-------- Provided passage --------

Tuesday, September 30, 2014

Beijing. September 29-30, 2014

Beijing. Tuesday, September 30.

Tomorrow is the big day: The wedding of Andrew Feldman and Caren Zhou, and the 65th anniversary of the founding of the People's Republic of China.  Red Flags are flying everywhere, and the mood is festive.

This afternoon the group went to the Qianmen shopping area that Kent and I had visited on our first day of exploring, and the pedestrianized Wangfujing Dajie shopping street that makes the grand boulevards of London, Paris, and New York look tired.  Here were posh hotels, and flashy designer-label shops (Prada, Gucci, Apple, Cartier and others), as well as a foreign language bookstore and Tesla cars. Just south of this area was a crowded traditional "food street" featuring, among other items, skewers of scorpions (both wiggling and roasted), snakes and squid.

Our morning was totally occupied by our first expedition via the subway to pick up our train tickets for next week. It was an adventure, full of frustrations, and involved three different subway lines, but we did manage to get our tickets and get back to our hotel in under 4 hours.  Maybe the $50 fee we would have paid for ticket delivery to our hotel wasn't so outrageous.  We now know that getting to the Western Railway Station on October 8 and to the early morning start for the Great Wall camping expedition on October 4 will not be simple.

Kent on subway hanging on to nice plastic handhold wit advertising

Yesterday we visited the Great Wall at Juyongguan Pass, and several of us climbed all the way up to the Beacon lookout.  I'm not sure how high, or how many uneven steps it was, but my legs are feeling it today.  We could see people climbing straight up the snaking wall like a row of ants to what we thought was the highest point, but when we reached that height we saw that the actual top was almost equally far above and beyond.  So, hot and panting, we continued on, with crowds diminished the higher we went.  It was great to be out in the country in the fresh air, and there were some lovely views of the wild China mountain landscape.

Carrie Feldman on the wall

A cold front blew in today, and we donned sweaters and jackets.

Sunday, September 28, 2014

Beijing, Monday Morning, 29 September

Beijing, Monday morning, 29 September

Touring with a group, even a small group, is not the way I like to travel.  I need to go at my own pace, to stop and really look, to immerse myself in the experience, or not, and not be distracted by someone telling me what is supposed to be important about a place.  So, yesterday was a frustrating day at Prince Kong's mansion, at Tiananmen  Square, and in the Forbidden City.

Favorite memories of the day.  (1) a group of young people wanting to take our pictures and pose with us (while we waited out someone's toilet stop) in a pavilion in the midst of a pond at Prince Kong's house. 

 (2) The red prayer cards hung at a shrine there -- but what did that all mean, and why there, whose image was in the shrine, and what did the cards say?  Many had the "happiness" character, originally written by an emperor on a stele now housed in a grotto at the mansion.

--------

*Exercises to complete*:
A. In the Beijing travel journal, how high up the Great Wall at Juyongguan Pass did several of the group climb?
B. Write out the Beijing travel journal from "Tuesday, September 30, 2014" up to and including "snakes and squid.", substituting "celebratory" for "festive".

-------- Data section --------

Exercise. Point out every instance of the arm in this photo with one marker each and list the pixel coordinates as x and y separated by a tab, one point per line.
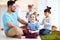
10	24
22	21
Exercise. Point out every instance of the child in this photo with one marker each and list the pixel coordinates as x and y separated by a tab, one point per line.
54	28
30	7
35	13
46	22
32	28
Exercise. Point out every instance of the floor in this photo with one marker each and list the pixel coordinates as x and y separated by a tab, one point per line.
3	37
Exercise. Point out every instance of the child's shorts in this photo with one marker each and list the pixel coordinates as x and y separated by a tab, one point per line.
44	32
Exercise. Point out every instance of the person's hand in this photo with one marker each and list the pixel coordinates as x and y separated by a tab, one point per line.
43	21
31	31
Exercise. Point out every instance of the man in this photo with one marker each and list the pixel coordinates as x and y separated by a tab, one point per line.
10	21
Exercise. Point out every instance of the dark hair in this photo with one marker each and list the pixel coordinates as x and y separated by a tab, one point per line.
48	9
10	3
30	6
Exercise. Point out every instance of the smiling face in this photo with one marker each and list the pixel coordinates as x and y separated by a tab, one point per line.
32	18
13	7
46	14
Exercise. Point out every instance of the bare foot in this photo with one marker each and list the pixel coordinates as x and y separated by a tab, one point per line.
18	36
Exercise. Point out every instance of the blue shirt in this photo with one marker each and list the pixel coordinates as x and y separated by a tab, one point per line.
8	17
47	24
28	15
33	26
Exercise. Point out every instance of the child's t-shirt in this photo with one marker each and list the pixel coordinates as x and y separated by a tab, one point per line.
47	24
28	15
33	26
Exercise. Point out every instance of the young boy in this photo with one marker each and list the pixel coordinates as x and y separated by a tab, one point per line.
32	28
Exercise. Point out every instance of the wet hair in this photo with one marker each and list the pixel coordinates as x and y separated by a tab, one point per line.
48	9
9	3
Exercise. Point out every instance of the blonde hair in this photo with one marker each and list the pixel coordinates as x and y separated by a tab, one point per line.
35	14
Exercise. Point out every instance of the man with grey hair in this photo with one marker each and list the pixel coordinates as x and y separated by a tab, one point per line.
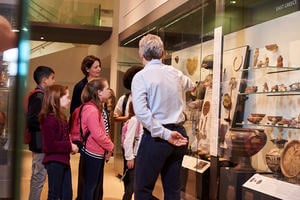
157	95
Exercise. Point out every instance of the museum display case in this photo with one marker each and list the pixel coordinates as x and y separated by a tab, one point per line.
245	101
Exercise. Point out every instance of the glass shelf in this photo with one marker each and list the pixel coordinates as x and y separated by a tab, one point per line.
283	93
274	69
266	125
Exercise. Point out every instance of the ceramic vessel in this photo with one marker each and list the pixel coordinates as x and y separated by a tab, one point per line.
273	156
246	143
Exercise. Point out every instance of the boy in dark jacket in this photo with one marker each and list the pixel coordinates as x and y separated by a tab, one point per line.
43	76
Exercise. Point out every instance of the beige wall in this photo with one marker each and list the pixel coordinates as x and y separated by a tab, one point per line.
132	11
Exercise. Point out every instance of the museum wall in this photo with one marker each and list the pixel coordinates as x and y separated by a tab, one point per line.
134	10
286	38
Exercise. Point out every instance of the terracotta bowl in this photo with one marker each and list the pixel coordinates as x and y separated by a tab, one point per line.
245	143
274	119
254	120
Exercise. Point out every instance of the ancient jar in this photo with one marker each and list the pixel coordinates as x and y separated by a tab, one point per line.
273	156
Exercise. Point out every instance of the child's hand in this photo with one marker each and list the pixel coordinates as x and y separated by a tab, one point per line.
107	156
130	164
75	148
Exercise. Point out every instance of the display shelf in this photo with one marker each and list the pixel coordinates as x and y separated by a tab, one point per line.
274	69
266	125
283	93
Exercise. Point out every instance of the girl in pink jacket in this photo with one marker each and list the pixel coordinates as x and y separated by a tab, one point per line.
99	146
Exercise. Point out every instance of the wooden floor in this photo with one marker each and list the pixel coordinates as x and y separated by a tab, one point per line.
113	187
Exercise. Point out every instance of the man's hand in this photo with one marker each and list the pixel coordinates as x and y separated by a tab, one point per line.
130	164
177	139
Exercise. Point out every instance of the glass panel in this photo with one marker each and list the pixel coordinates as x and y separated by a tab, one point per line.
11	111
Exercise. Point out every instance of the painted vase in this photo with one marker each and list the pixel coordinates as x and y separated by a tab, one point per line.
273	156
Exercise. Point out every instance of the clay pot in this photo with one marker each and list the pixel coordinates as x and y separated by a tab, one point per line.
273	156
246	143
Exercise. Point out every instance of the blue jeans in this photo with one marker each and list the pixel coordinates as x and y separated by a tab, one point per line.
92	174
156	156
38	176
59	181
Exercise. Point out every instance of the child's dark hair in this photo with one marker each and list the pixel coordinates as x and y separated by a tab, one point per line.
129	74
40	72
87	62
51	102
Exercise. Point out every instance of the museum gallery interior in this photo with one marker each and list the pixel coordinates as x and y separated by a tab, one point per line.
242	118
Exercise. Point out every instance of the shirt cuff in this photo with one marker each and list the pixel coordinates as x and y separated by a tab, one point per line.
167	134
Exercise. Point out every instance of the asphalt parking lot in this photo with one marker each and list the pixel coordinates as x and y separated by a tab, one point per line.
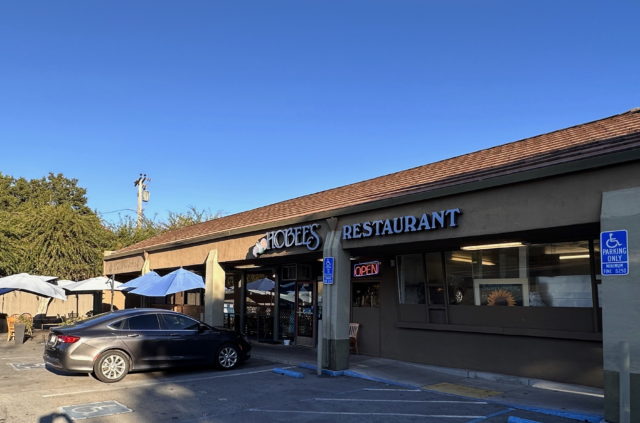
252	393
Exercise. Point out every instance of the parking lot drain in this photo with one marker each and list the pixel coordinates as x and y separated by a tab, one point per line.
289	373
351	373
94	409
326	372
465	391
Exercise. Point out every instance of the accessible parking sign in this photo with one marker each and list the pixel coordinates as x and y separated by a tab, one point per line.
614	253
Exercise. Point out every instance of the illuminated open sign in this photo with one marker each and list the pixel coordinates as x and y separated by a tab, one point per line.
370	268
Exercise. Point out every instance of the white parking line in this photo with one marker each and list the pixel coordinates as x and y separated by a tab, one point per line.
166	381
393	390
412	401
349	413
16	358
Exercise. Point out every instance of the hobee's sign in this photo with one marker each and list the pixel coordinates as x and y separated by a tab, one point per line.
404	224
297	236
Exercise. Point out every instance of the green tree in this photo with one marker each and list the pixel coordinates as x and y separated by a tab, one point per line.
64	242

--------

*Replies*:
A. They climbed all the way up to the Beacon lookout.

B.
Tuesday, September 30, 2014

Beijing. September 29-30, 2014

Beijing. Tuesday, September 30.

Tomorrow is the big day: The wedding of Andrew Feldman and Caren Zhou, and the 65th anniversary of the founding of the People's Republic of China.  Red Flags are flying everywhere, and the mood is celebratory.

This afternoon the group went to the Qianmen shopping area that Kent and I had visited on our first day of exploring, and the pedestrianized Wangfujing Dajie shopping street that makes the grand boulevards of London, Paris, and New York look tired.  Here were posh hotels, and flashy designer-label shops (Prada, Gucci, Apple, Cartier and others), as well as a foreign language bookstore and Tesla cars. Just south of this area was a crowded traditional "food street" featuring, among other items, skewers of scorpions (both wiggling and roasted), snakes and squid.